CHALLENGES ::
1. Translate this sentence from the forum post on marriage and boundaries into Spanish: "My point is, you don't need to leave your marriage in order to enjoy your life."
2. Using the forum post on marriage and boundaries, answer yes or no to whether each statement agrees with it, and quote the words that decide it. (a) The poster is still married. (b) The poster says boundaries come easier once you are single. (c) The poster fully succeeded in living as if single.

Start working on yourself now, the rest will fall into place.

I am still married and we are working our way back. This may happen for you or it may not. But without boundaries and expectations, it doesn't matter where you are or who you live with, you will become a doormat once again!


----------



## Zanne

Anon Pink said:


> I haven't read the whole thread, just wanted to comment on the bolded part.
> 
> I have been in an unhappy marriage for a long time and wanted to leave and lacked the confidence to do so. I found myself saying exactly, word for word, the bolded part above.
> 
> What I decided to do was make that happiness happen. To engage in life just as I would, or as close to as I could, if I had become single. I wasn't fully successful, but I got close enough.
> 
> My point is, you don't need to leave your marriage in order to enjoy your life. You simply need boundaries, to give yourself permission to go places and do things FOR YOURSELF! If you think that will come easier to you being single, it won't. If you have weak boundaries now, you will still have to develop them once single.
> 
> Start working on yourself now, the rest will fall into place.
> 
> I am still married and we are working our way back. This may happen for you or it may not. But without boundaries and expectations, it doesn't matter where you are or who you live with, you will become a doormat once again!

SOURCE DATA ::
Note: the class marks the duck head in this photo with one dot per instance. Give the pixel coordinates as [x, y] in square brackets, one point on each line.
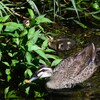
[42, 72]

ANSWERS TO THE EXERCISE ::
1. Lo que quiero decir es que no necesitas dejar tu matrimonio para disfrutar de tu vida.

2.
(a) Yes: "I am still married and we are working our way back."
(b) No: "If you think that will come easier to you being single, it won't."
(c) No: "I wasn't fully successful, but I got close enough."